- RECORD EXTRACTS:
=-=-=-=-=

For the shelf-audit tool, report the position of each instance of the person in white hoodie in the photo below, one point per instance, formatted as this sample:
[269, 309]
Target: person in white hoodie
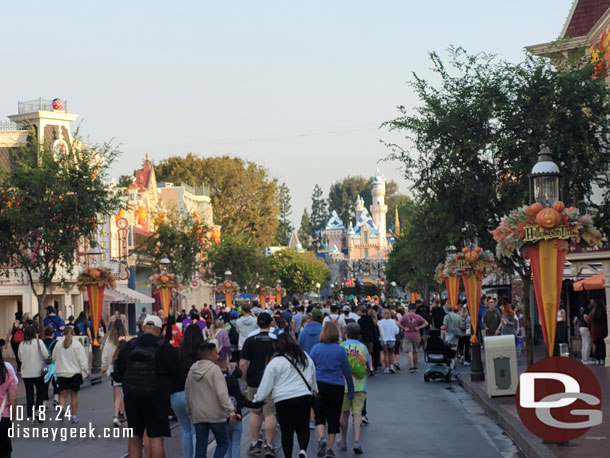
[71, 367]
[290, 378]
[32, 354]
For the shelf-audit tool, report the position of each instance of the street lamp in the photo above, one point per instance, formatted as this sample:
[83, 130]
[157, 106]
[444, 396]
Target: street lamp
[544, 179]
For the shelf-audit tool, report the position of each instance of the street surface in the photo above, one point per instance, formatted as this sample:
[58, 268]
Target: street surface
[407, 418]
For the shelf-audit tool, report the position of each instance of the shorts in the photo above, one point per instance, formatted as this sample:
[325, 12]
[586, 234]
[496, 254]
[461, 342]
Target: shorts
[70, 383]
[411, 345]
[148, 415]
[356, 405]
[267, 409]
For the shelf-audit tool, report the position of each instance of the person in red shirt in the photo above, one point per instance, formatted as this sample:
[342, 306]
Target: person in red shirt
[411, 323]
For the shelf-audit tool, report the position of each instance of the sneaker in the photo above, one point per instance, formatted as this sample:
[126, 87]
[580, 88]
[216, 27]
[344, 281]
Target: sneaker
[255, 449]
[322, 447]
[341, 445]
[269, 452]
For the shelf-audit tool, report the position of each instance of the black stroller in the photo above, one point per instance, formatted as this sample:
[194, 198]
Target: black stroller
[440, 355]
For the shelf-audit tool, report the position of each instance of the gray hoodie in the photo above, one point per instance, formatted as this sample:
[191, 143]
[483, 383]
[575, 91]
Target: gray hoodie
[206, 394]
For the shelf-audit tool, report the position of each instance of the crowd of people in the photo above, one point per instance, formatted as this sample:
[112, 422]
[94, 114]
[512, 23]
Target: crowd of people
[302, 367]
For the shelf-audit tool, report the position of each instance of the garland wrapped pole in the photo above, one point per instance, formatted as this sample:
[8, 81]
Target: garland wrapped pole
[542, 233]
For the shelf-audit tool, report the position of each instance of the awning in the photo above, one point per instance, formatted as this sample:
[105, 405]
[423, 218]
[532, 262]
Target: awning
[133, 297]
[595, 282]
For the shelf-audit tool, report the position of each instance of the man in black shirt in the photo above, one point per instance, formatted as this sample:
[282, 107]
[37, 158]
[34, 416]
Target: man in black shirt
[255, 355]
[147, 367]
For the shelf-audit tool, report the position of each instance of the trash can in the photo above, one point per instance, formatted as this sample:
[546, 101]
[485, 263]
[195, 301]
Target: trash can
[501, 365]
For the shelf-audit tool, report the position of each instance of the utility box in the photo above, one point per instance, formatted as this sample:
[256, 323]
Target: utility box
[501, 365]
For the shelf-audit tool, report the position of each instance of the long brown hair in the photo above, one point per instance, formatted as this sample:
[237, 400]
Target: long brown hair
[68, 334]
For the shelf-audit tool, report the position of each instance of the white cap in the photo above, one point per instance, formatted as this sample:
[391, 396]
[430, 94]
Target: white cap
[153, 320]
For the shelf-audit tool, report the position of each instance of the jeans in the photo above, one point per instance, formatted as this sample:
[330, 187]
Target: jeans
[234, 440]
[221, 434]
[187, 429]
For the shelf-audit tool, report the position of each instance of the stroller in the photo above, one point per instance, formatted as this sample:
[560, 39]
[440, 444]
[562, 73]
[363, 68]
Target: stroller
[440, 354]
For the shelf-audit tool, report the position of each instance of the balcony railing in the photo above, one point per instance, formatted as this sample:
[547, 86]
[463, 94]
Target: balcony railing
[39, 105]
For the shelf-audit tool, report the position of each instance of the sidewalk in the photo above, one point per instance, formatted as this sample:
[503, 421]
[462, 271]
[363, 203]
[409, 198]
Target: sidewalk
[504, 411]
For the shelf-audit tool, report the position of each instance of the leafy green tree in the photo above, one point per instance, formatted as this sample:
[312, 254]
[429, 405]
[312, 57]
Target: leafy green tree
[475, 137]
[244, 197]
[183, 239]
[319, 215]
[242, 257]
[49, 203]
[285, 228]
[305, 230]
[299, 272]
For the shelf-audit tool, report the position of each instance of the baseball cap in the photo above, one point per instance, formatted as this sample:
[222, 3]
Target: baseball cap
[153, 320]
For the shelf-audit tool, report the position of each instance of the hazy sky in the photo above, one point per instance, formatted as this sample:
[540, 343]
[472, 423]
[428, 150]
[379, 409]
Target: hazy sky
[299, 87]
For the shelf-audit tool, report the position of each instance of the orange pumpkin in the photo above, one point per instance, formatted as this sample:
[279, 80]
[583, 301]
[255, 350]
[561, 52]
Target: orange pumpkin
[559, 206]
[548, 218]
[95, 273]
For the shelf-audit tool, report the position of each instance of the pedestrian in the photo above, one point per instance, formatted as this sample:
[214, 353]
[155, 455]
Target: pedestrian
[332, 373]
[310, 334]
[174, 337]
[71, 367]
[599, 331]
[492, 319]
[146, 367]
[390, 331]
[188, 355]
[255, 354]
[8, 404]
[54, 320]
[291, 377]
[33, 354]
[50, 341]
[585, 332]
[15, 337]
[117, 333]
[412, 323]
[359, 361]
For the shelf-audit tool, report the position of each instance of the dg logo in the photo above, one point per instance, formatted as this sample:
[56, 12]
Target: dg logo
[559, 399]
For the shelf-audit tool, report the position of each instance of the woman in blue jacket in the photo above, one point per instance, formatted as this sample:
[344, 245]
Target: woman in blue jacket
[332, 371]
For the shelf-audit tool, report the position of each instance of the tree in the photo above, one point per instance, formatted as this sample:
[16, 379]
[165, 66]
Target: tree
[244, 198]
[299, 272]
[319, 215]
[305, 230]
[477, 134]
[242, 257]
[183, 239]
[49, 205]
[285, 228]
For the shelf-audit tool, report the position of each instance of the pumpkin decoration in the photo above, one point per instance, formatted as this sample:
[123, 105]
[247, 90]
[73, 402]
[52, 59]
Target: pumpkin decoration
[95, 273]
[559, 206]
[549, 218]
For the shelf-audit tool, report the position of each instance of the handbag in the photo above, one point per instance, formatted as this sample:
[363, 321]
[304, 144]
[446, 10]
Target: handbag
[301, 374]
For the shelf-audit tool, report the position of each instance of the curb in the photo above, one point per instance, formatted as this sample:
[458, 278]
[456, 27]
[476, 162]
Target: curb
[526, 441]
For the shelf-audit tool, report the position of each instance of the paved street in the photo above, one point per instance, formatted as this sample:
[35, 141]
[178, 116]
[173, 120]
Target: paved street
[408, 418]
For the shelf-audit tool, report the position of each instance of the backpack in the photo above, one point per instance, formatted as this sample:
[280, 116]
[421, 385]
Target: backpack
[141, 379]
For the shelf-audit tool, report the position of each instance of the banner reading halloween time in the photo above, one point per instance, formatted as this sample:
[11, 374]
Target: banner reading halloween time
[96, 301]
[472, 288]
[547, 259]
[453, 290]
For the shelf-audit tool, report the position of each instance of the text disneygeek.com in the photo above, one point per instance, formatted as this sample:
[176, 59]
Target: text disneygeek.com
[66, 433]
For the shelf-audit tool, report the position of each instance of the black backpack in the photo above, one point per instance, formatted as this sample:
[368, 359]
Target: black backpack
[141, 379]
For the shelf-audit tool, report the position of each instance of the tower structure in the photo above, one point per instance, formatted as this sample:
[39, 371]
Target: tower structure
[379, 209]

=-=-=-=-=

When you set down the records above, copy every line exactly and exclude the pictures.

For the shelf-audit tool, report the position of each instance of the person in white hoodie in the photo below, one point per instance, formatted as this sample:
[269, 309]
Target: person in white hoodie
[71, 367]
[290, 378]
[32, 354]
For the shelf-audit tool, report the position of each instance of the street lamp in the photo above, one point per instance, formatted as this sample:
[83, 130]
[157, 106]
[444, 396]
Target: street lamp
[544, 179]
For the shelf-audit tool, report the position of each instance of the street surface in the photo above, one point per instance, formatted as this sample:
[58, 268]
Target: street surface
[407, 418]
For the shelf-audit tool, report the position of each instance of the shorts in the photo above, one point per instance, formatted as this sample:
[325, 12]
[586, 234]
[496, 254]
[461, 342]
Target: shorts
[70, 383]
[411, 345]
[148, 415]
[356, 405]
[267, 409]
For the shelf-audit tool, report the position of each instance of the person in red shirt in the photo above, one point per instance, formatted as this sample:
[342, 306]
Target: person in red shirt
[411, 323]
For the shelf-audit tool, report the position of each instance of the sneaker in the photo above, one point per instance, formatted as this sample:
[126, 87]
[580, 88]
[216, 27]
[344, 281]
Target: sneaker
[255, 449]
[322, 447]
[341, 445]
[269, 452]
For the shelf-audit tool, report the position of each instance of the black stroller in the photo above, one point per instance, formatted as this sample:
[194, 198]
Target: black stroller
[440, 355]
For the shelf-audit tool, report the position of each instance of the gray hoodie in the photo above, one point per instance, formatted as this sample:
[191, 143]
[483, 383]
[575, 91]
Target: gray hoodie
[206, 394]
For the shelf-audit tool, report the position of each instance of the crowd of people in the photo above, one point per instance, formatted as this sample:
[112, 422]
[94, 114]
[512, 23]
Target: crowd of people
[302, 367]
For the shelf-audit tool, report the position of each instance of the garland wrapped pole in the photo above, one point per instance, formatted as this sample:
[8, 81]
Target: garland wrapped pole
[542, 233]
For the shelf-audit tool, report the position of each instance of the awning in the photo above, one point per instance, formatted as this sample:
[105, 405]
[423, 218]
[532, 262]
Target: awning
[133, 297]
[595, 282]
For the shelf-audit tool, report the position of each instance of the man in black shirt in the photo above, one point per instance, formatted as this sample:
[282, 107]
[37, 158]
[34, 416]
Target: man in black shirt
[255, 355]
[147, 367]
For the shelf-audit tool, report the position of each instance of the trash can in the photo above, one point per instance, formatted as this sample:
[546, 101]
[485, 263]
[195, 301]
Target: trash can
[501, 365]
For the shelf-audit tool, report the position of each instance of the utility box in the photo above, one point per instance, formatted as this sample:
[256, 323]
Target: utility box
[501, 365]
For the shelf-audit tool, report the position of each instance of the long brown hair in the photo above, one point per instance, formatted as this sample:
[237, 400]
Target: long brown hair
[68, 334]
For the shelf-audit tool, report the position of each instance of the white cap in the photo above, one point per instance, formatted as this sample:
[391, 396]
[430, 94]
Target: white cap
[153, 320]
For the shelf-audit tool, report the position of each instance of the jeans in the photo above, one point per instance, formatted as this sample:
[330, 187]
Target: jeans
[234, 440]
[221, 434]
[187, 429]
For the shelf-audit tool, report the position of each instance of the stroller in the photo above, one point per instance, formatted as this sample:
[560, 39]
[440, 444]
[562, 73]
[363, 68]
Target: stroller
[440, 354]
For the shelf-audit tool, report the position of each instance of the balcony railing in the photo above, one point per instance, formatted as this sample:
[547, 86]
[463, 94]
Target: balcony railing
[39, 105]
For the shelf-audit tool, report the position of each instance of the sidewalk in the photo above, one point per instance, formatted as this sample:
[503, 421]
[462, 271]
[363, 203]
[409, 198]
Target: sidewalk
[504, 411]
For the shelf-audit tool, report the position of each instance of the leafy green tree in the photo above, one point per instance, formatted as this sample:
[312, 254]
[429, 405]
[312, 57]
Target: leafy green tree
[475, 137]
[244, 197]
[183, 239]
[319, 215]
[242, 257]
[49, 203]
[285, 228]
[305, 230]
[299, 272]
For the shelf-audit tool, report the position of each instance of the baseball cap in the photo above, one point per instance, formatted as this sample:
[222, 3]
Target: baseball cap
[153, 320]
For the shelf-audit tool, report the position of each instance of the hazy sky in the photo above, one point per instance, formatted as this sample:
[540, 343]
[472, 423]
[428, 150]
[379, 409]
Target: hazy sky
[299, 87]
For the shelf-audit tool, report the position of each instance of the orange pumpkin in the photo above, one point per instance, formatted as this sample:
[279, 80]
[583, 301]
[255, 350]
[561, 52]
Target: orange pumpkin
[559, 206]
[548, 218]
[95, 273]
For the shelf-audit tool, report the position of each instance of the pedestrian in the photo above, one point per instance, formatted as this sample:
[214, 353]
[155, 455]
Target: pedestrian
[332, 373]
[310, 334]
[174, 337]
[71, 367]
[599, 331]
[492, 319]
[146, 367]
[390, 331]
[188, 355]
[255, 354]
[8, 404]
[54, 320]
[291, 377]
[33, 354]
[50, 341]
[585, 332]
[15, 337]
[117, 333]
[412, 323]
[359, 361]
For the shelf-audit tool, report the position of each instance of the dg logo in the photo above, one point per instance, formatted as this sample:
[56, 12]
Target: dg logo
[559, 399]
For the shelf-audit tool, report the position of each instance of the woman in blue jacket in the photo above, one point per instance, formatted as this sample:
[344, 245]
Target: woman in blue jacket
[332, 371]
For the shelf-audit tool, report the position of each instance of the tree in the photo above, one point per instance, formatted as this sample:
[16, 379]
[165, 66]
Target: tree
[244, 198]
[299, 272]
[319, 215]
[305, 230]
[477, 134]
[242, 257]
[183, 239]
[49, 205]
[285, 228]
For the shelf-audit tool, report the position of each instance of the pumpkin decoration in the photo above, one point per instance, formatted as this sample:
[123, 105]
[247, 90]
[73, 402]
[52, 59]
Target: pumpkin decoration
[95, 273]
[559, 206]
[549, 218]
For the shelf-audit tool, report the position of each instance of the handbag in the photo above, one point per instance, formatted as this sample:
[363, 321]
[304, 144]
[446, 10]
Target: handbag
[301, 374]
For the shelf-audit tool, report the position of each instance of the curb in the photo above, one point per instance, formatted as this sample:
[458, 278]
[456, 27]
[476, 162]
Target: curb
[526, 441]
For the shelf-audit tool, report the position of each instance of the paved street in the photo above, one point per instance, formatted as this sample:
[35, 141]
[178, 116]
[173, 120]
Target: paved street
[408, 418]
For the shelf-audit tool, report the position of each instance of the backpack in the photo above, one point per instance, formatted as this sample:
[280, 116]
[421, 385]
Target: backpack
[141, 379]
For the shelf-audit tool, report the position of each instance of the banner reading halloween time in the photo above, one point per instance, formatted as this sample:
[11, 374]
Target: banner reading halloween time
[96, 301]
[472, 288]
[547, 259]
[453, 290]
For the shelf-audit tool, report the position of each instance of the text disneygeek.com in the photo above, one point per instance, formatted as this sample:
[176, 59]
Target: text disneygeek.com
[66, 433]
For the shelf-audit tool, report the position of each instance of the black backpack in the photo above, one point per instance, formatted as this sample:
[368, 359]
Target: black backpack
[141, 379]
For the shelf-audit tool, report the position of each instance of the tower structure in the photo above, one point per instance, formatted as this sample:
[39, 371]
Target: tower structure
[379, 209]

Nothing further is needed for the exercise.